Point-based annotation data
▼
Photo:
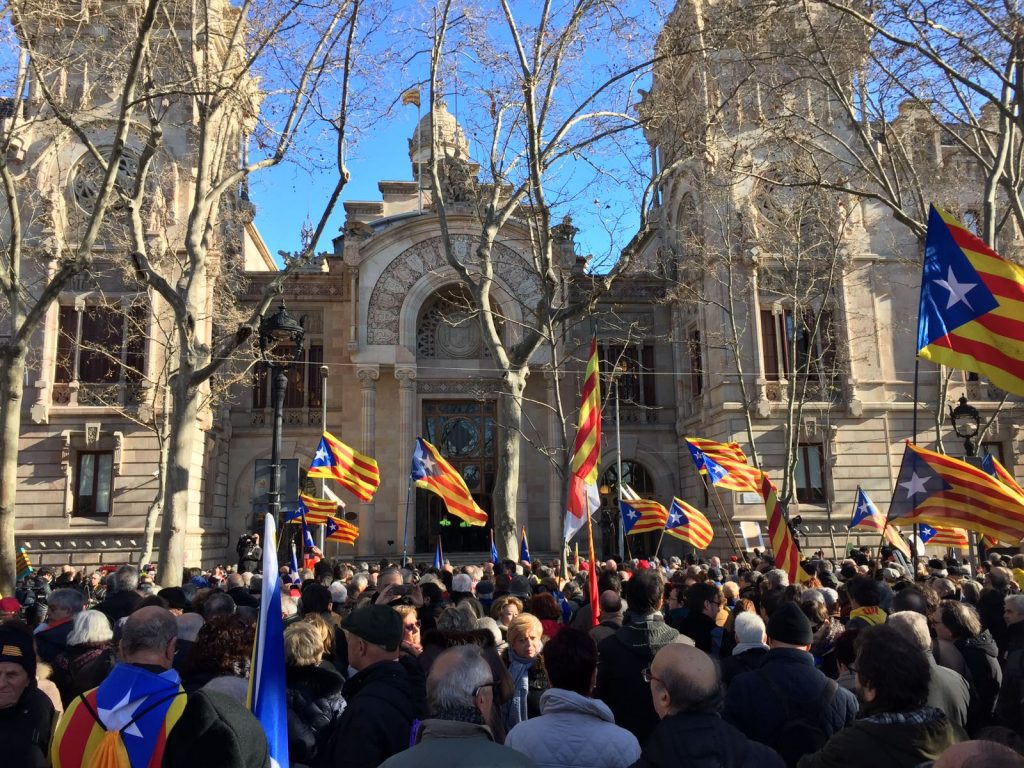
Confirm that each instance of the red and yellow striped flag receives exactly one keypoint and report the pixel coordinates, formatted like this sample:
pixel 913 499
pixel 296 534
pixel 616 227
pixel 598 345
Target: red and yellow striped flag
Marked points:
pixel 355 472
pixel 432 472
pixel 584 498
pixel 786 554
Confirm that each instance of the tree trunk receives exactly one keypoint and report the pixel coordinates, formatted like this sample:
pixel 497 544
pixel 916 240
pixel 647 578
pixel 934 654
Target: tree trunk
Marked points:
pixel 184 409
pixel 11 391
pixel 507 478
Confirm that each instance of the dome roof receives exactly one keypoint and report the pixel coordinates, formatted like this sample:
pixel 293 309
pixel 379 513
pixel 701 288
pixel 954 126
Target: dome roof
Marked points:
pixel 450 136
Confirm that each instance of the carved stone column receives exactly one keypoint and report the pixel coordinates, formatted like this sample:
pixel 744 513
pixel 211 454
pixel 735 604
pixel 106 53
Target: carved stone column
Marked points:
pixel 406 538
pixel 368 376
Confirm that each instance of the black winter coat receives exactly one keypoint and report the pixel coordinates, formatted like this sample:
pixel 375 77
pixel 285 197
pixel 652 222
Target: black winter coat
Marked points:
pixel 382 701
pixel 704 740
pixel 314 705
pixel 982 658
pixel 621 659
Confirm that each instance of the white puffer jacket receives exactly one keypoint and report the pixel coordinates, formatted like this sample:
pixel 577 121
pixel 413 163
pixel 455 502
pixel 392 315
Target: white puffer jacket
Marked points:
pixel 573 731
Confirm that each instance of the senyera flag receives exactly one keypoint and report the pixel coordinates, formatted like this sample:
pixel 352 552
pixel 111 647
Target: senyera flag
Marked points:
pixel 353 471
pixel 432 472
pixel 971 314
pixel 584 497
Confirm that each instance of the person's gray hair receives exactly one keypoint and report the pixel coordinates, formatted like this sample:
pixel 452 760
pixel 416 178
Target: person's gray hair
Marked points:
pixel 777 579
pixel 90 627
pixel 126 579
pixel 67 599
pixel 188 626
pixel 749 628
pixel 150 634
pixel 463 675
pixel 218 604
pixel 913 627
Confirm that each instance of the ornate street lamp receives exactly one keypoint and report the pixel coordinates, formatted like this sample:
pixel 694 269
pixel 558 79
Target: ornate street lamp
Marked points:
pixel 966 421
pixel 274 330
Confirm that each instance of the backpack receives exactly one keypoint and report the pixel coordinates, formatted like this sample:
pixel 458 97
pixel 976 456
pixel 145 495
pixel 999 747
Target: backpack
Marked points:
pixel 803 732
pixel 111 753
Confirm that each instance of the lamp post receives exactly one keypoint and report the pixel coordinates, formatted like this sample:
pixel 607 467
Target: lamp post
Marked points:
pixel 276 329
pixel 966 421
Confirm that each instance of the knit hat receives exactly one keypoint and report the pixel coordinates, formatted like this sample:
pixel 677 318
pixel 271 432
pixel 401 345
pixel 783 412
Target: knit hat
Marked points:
pixel 788 625
pixel 520 588
pixel 15 647
pixel 215 729
pixel 379 625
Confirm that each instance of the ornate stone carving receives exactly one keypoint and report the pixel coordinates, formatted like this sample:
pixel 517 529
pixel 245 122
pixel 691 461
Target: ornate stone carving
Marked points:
pixel 383 313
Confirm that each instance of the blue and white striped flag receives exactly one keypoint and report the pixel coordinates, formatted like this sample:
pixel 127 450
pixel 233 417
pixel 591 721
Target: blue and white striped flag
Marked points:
pixel 267 698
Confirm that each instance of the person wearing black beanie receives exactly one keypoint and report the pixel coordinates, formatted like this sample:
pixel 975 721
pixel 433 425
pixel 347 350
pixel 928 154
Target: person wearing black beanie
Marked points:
pixel 799 708
pixel 27 716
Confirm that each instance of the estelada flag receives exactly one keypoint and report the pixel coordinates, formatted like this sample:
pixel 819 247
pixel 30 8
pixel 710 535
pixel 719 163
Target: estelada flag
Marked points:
pixel 943 491
pixel 971 315
pixel 355 472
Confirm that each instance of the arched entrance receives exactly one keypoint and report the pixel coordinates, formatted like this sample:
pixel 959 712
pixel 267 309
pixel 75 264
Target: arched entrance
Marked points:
pixel 638 478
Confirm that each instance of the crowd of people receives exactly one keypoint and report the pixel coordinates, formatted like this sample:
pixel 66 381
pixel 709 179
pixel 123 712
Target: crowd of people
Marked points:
pixel 861 662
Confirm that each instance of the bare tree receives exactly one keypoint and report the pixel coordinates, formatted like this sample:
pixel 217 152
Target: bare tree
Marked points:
pixel 549 94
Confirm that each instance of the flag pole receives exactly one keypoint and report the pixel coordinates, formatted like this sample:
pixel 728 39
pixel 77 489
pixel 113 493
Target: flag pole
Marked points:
pixel 720 511
pixel 404 534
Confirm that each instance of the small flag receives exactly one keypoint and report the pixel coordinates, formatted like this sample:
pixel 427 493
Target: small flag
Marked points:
pixel 938 536
pixel 725 464
pixel 494 550
pixel 970 311
pixel 353 471
pixel 432 472
pixel 786 553
pixel 23 563
pixel 267 697
pixel 584 496
pixel 866 515
pixel 688 524
pixel 341 530
pixel 524 547
pixel 942 491
pixel 642 516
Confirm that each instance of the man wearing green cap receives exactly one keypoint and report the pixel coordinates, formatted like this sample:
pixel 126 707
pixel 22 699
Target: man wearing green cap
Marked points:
pixel 384 695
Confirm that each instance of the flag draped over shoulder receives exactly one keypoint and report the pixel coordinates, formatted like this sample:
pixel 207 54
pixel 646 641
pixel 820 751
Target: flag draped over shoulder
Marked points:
pixel 943 537
pixel 942 491
pixel 972 305
pixel 432 472
pixel 267 696
pixel 786 554
pixel 866 515
pixel 584 496
pixel 642 516
pixel 23 563
pixel 688 524
pixel 353 471
pixel 725 464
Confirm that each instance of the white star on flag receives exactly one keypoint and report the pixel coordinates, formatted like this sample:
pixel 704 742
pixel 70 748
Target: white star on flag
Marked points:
pixel 120 715
pixel 957 291
pixel 914 485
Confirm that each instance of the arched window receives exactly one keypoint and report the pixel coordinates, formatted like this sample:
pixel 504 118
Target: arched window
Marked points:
pixel 449 327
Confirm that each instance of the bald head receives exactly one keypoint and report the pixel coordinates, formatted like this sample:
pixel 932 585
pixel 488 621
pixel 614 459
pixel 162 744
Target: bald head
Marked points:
pixel 977 755
pixel 684 679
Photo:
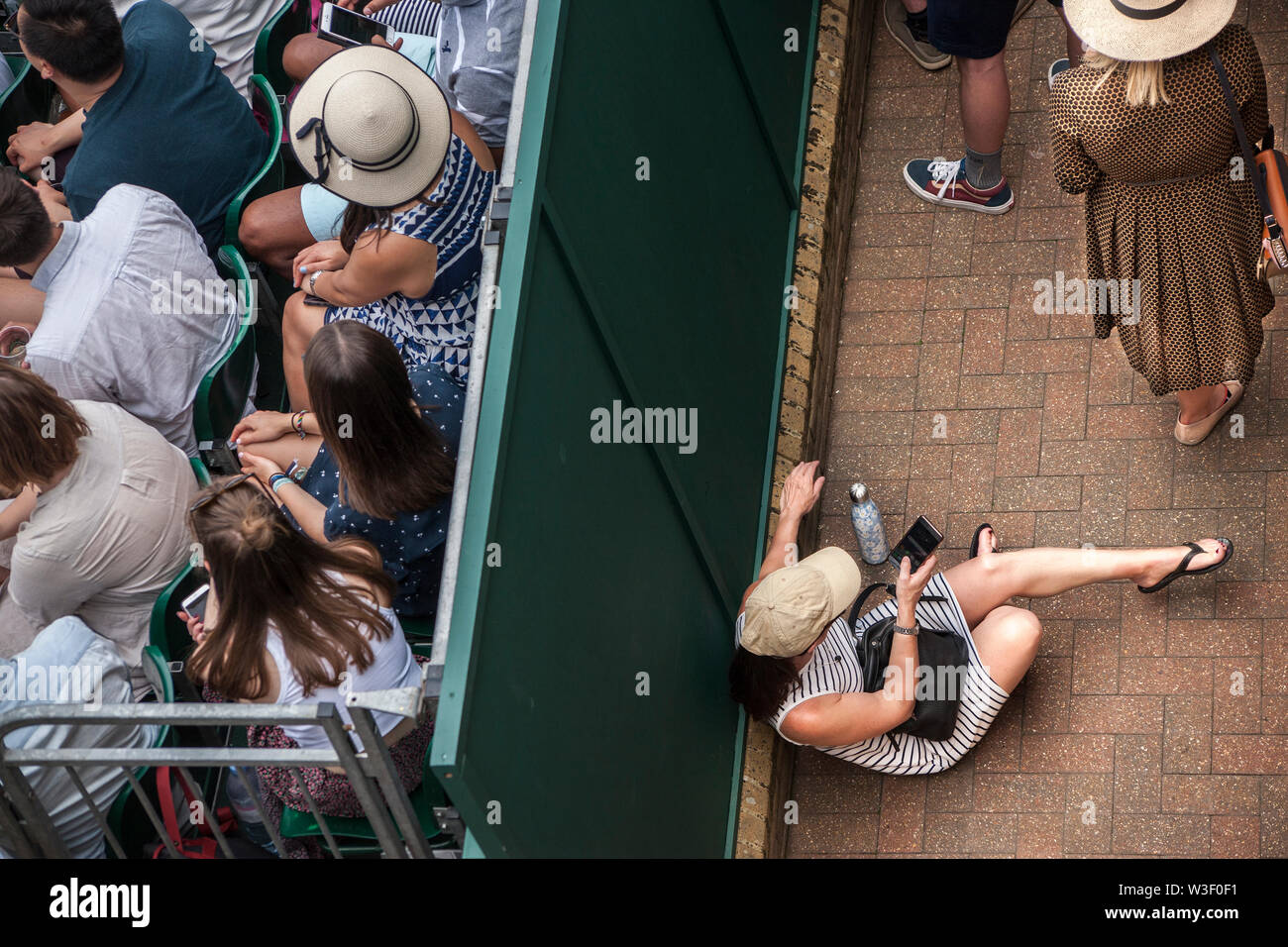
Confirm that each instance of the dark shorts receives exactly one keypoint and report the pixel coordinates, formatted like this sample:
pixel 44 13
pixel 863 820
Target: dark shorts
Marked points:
▲
Required work: Reproduce only the part of the entries that opens with the line containing "Confirm that each instance of the arched entrance" and closes with the line containing "pixel 638 478". Change every occurrence of "arched entrance" to "stone archway" and leave everything else unchanged.

The response:
Confirm that each instance of the stone archway receives exactly one keypoint and report the pixel coordinates, formatted like this sample:
pixel 959 712
pixel 267 309
pixel 75 264
Target: stone archway
Marked points:
pixel 638 478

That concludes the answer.